--- WRITTEN PROBLEM ---
Please list, copied in full, every line of the data below that contains the string "form".

[Point placement records]
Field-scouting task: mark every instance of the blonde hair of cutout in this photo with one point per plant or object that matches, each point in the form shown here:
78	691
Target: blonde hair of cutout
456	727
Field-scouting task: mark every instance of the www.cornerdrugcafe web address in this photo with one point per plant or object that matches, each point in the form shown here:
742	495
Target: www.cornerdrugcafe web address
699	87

--

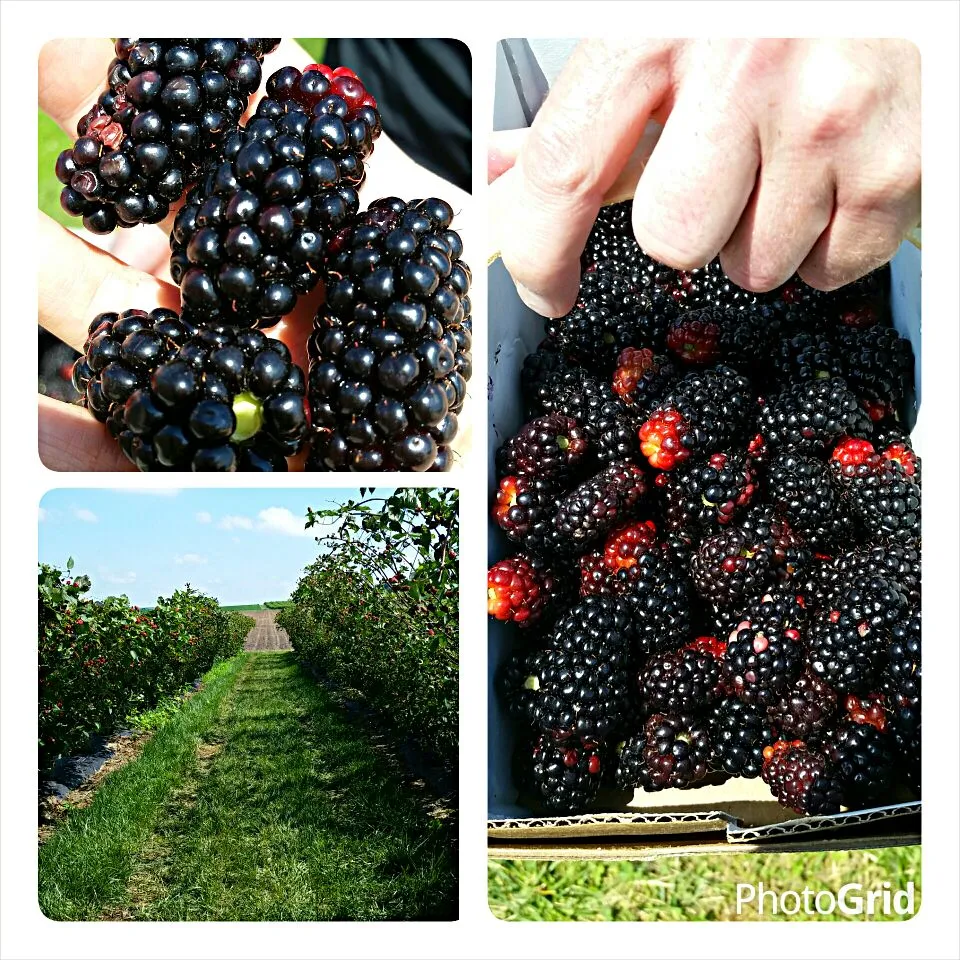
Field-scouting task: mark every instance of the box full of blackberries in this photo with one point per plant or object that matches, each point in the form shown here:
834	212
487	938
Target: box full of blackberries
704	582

--- THE OUTPUT ---
Field-scouting task: mark every instance of the blonde hair of cutout in this photo with one point per plant or object that matches, each point in the form shown here:
Field-scouting task: mark every instance of the www.cornerdrugcafe web address in this photo with one point per plant or object that matches, each point in the form shown here:
Field-scouting task: mark every instance of the box full of blackberries in this photo with one point per plant or object that matches, each point in the form shown here:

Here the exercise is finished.